[Data pulled from a collection]
== == ==
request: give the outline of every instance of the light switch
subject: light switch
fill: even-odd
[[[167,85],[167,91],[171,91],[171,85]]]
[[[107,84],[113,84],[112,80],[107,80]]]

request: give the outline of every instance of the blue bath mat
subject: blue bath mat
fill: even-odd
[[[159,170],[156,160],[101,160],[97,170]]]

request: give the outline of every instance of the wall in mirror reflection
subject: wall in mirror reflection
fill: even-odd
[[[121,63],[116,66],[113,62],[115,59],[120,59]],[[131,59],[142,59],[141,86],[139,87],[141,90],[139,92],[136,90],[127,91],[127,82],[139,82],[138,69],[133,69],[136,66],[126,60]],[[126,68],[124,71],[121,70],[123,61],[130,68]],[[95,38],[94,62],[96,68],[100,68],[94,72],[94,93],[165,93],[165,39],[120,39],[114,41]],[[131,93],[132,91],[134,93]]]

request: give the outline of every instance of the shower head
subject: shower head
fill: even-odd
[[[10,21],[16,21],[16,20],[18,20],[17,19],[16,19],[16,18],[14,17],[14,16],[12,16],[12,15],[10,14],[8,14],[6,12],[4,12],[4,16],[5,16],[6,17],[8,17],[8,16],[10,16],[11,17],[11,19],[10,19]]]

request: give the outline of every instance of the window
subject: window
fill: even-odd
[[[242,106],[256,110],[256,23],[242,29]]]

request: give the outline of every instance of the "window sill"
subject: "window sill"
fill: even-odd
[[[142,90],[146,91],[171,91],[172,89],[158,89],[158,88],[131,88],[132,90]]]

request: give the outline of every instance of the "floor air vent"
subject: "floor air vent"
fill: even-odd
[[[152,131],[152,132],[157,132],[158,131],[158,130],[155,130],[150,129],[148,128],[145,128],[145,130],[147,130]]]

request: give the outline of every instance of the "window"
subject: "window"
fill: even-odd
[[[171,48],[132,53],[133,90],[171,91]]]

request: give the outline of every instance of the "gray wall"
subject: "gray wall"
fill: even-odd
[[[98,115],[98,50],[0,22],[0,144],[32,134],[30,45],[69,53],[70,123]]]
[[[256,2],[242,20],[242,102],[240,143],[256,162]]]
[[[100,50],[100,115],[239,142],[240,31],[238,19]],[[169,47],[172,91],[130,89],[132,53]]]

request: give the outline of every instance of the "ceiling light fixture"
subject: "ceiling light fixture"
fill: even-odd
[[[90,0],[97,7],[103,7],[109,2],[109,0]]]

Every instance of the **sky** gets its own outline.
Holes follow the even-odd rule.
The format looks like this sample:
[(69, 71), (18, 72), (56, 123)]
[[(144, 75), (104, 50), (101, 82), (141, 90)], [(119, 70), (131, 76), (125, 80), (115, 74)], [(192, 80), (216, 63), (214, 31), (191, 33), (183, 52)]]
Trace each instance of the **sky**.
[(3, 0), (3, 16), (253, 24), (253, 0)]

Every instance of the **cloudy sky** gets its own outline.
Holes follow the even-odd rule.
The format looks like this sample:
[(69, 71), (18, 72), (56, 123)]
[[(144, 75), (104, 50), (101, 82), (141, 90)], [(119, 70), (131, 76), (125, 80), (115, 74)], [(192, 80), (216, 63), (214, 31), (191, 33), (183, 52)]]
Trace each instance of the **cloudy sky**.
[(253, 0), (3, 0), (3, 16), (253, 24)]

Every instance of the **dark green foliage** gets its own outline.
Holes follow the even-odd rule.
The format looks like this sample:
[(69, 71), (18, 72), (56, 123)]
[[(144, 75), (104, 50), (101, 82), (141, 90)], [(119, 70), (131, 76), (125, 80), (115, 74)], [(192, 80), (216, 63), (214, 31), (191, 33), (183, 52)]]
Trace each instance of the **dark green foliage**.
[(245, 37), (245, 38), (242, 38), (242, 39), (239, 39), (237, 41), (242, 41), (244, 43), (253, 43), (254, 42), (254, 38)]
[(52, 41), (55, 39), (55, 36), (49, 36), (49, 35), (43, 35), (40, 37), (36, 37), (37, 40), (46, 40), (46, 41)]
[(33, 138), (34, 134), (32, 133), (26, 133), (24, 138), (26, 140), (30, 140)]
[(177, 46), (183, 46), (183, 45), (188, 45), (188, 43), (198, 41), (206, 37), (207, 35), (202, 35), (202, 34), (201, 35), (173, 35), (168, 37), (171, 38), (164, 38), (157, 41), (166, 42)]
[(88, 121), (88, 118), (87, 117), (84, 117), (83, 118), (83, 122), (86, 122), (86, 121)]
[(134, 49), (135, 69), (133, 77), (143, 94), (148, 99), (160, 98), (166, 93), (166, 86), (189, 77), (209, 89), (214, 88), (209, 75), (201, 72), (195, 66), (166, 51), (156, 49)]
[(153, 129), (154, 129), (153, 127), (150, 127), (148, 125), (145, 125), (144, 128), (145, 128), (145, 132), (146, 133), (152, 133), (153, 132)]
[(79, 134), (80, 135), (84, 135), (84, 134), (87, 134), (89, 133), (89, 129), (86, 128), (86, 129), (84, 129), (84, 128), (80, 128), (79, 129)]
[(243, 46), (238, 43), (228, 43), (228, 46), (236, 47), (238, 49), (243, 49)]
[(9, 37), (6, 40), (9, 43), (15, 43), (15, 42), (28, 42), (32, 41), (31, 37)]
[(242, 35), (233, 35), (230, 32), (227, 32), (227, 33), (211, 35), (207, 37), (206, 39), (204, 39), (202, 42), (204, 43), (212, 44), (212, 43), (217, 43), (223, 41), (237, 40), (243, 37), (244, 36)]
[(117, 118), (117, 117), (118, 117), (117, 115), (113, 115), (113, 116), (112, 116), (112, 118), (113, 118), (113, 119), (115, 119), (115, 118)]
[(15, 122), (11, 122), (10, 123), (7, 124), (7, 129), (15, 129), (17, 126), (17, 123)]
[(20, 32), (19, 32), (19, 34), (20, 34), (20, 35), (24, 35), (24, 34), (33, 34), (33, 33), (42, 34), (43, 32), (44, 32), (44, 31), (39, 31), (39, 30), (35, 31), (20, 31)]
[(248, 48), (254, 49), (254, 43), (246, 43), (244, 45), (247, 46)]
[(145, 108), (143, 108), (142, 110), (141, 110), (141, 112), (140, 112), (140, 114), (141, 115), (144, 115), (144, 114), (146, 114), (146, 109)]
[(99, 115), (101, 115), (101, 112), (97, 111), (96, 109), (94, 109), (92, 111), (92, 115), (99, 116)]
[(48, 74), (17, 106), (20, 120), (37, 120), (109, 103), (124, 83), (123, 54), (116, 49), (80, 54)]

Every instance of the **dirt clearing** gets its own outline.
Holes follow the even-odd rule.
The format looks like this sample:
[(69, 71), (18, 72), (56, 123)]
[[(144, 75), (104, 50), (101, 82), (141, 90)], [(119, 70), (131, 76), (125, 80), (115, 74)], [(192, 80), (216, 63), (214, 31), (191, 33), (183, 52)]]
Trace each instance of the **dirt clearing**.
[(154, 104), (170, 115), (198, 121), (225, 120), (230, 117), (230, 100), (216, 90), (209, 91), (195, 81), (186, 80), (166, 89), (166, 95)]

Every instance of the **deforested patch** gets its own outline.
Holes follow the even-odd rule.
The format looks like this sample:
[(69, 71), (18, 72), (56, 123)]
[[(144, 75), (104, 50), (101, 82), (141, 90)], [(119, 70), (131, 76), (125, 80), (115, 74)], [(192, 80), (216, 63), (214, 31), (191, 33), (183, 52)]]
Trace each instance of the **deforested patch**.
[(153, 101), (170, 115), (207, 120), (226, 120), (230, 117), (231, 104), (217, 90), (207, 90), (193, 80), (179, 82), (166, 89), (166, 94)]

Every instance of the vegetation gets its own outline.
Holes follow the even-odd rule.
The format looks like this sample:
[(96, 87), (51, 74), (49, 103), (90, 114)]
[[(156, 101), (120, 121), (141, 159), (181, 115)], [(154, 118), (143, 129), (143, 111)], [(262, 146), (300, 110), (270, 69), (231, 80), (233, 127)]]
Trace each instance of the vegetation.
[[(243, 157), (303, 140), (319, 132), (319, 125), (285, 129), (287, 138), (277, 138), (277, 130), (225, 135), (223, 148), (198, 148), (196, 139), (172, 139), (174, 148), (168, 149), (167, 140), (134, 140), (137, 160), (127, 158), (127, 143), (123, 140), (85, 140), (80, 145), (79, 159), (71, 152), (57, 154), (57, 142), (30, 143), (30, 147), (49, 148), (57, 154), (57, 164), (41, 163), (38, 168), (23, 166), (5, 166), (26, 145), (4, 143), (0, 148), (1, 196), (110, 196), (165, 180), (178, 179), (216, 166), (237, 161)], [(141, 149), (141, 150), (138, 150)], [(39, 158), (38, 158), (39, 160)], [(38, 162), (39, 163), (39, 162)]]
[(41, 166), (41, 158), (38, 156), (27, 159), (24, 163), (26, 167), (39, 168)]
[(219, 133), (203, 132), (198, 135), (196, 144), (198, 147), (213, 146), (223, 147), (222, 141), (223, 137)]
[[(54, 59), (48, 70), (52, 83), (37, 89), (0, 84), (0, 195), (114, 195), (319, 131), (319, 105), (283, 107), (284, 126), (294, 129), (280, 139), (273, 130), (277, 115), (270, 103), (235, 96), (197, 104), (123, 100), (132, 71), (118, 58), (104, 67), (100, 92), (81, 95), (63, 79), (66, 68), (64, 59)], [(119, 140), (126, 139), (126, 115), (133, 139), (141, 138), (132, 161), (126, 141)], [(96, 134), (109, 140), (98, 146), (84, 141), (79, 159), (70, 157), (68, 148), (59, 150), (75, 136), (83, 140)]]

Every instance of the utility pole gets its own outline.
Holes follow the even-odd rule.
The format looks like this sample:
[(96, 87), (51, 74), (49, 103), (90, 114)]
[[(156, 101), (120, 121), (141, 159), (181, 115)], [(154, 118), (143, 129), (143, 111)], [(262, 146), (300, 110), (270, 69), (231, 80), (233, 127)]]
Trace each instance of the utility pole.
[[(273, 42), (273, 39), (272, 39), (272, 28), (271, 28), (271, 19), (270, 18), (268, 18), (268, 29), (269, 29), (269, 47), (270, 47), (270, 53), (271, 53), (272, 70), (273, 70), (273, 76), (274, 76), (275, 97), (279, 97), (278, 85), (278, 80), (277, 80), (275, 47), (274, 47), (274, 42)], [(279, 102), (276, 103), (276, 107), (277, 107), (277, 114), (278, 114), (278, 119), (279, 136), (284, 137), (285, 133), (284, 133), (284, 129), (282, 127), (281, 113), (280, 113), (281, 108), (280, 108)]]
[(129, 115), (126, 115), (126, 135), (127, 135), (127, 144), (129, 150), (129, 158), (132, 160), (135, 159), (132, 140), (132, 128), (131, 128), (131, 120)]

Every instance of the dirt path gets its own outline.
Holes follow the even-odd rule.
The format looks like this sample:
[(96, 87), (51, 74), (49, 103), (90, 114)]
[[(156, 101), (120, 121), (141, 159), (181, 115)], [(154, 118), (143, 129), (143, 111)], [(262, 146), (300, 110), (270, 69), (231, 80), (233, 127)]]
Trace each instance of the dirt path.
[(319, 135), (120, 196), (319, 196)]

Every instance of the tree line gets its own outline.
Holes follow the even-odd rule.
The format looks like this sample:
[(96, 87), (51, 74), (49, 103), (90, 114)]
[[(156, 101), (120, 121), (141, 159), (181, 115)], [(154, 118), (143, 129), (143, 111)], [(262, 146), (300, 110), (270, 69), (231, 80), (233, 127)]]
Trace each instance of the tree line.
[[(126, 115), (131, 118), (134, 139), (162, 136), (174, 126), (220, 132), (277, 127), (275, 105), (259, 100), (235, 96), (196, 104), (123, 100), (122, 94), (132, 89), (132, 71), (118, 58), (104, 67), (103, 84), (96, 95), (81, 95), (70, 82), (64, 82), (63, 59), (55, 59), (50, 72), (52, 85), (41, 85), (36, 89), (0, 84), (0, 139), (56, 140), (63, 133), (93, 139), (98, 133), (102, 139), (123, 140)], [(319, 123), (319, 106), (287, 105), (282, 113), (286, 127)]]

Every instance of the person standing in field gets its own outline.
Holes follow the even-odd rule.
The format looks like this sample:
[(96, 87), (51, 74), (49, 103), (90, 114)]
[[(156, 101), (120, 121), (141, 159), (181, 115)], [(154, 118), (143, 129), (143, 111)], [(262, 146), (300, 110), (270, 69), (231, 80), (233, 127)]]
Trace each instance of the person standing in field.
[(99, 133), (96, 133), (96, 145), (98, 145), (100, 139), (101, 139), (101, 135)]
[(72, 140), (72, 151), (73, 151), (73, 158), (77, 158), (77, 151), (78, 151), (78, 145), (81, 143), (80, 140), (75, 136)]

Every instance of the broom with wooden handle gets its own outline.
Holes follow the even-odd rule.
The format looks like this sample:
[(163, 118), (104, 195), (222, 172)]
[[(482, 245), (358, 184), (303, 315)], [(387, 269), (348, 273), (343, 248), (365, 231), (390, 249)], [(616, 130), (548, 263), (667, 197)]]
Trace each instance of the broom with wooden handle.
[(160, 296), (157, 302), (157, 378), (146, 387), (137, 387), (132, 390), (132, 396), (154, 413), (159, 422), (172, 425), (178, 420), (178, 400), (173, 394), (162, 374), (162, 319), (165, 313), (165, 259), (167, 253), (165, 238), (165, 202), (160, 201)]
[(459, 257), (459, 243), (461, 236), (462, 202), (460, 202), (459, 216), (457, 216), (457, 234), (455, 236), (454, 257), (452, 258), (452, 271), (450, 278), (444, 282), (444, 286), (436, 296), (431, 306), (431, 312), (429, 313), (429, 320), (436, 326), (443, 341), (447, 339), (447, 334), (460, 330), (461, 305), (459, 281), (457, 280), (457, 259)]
== == ==
WHAT TO DO: Express the lines of the records starting at the one containing "Every instance of the utility" and ending at the one containing "128), (131, 120)]" as a JSON list of strings, one string per line, omitting blank lines.

EXERCISE RESPONSE:
[
  "Every instance of the utility pole gets its own outline.",
  "Holes follow the even-odd rule.",
  "The format looks like this sample:",
  "[(96, 87), (51, 74), (49, 103), (90, 114)]",
  "[[(156, 101), (120, 121), (141, 159), (181, 115)], [(154, 118), (143, 129), (143, 111)], [(262, 146), (300, 110), (270, 69), (231, 80), (233, 127)]]",
  "Trace each instance of the utility pole.",
  "[[(273, 42), (273, 39), (272, 39), (272, 28), (271, 28), (271, 19), (270, 18), (268, 18), (268, 29), (269, 29), (269, 47), (270, 47), (270, 53), (271, 53), (272, 70), (273, 70), (273, 76), (274, 76), (275, 97), (279, 97), (278, 85), (278, 80), (277, 80), (275, 47), (274, 47), (274, 42)], [(279, 102), (276, 103), (276, 107), (277, 107), (277, 114), (278, 114), (278, 119), (279, 136), (284, 137), (285, 133), (284, 133), (284, 129), (282, 127), (281, 113), (280, 113), (281, 108), (280, 108)]]",
  "[(129, 115), (126, 115), (126, 135), (127, 135), (127, 144), (129, 150), (129, 158), (132, 160), (135, 159), (132, 140), (132, 128), (131, 128), (131, 120)]"
]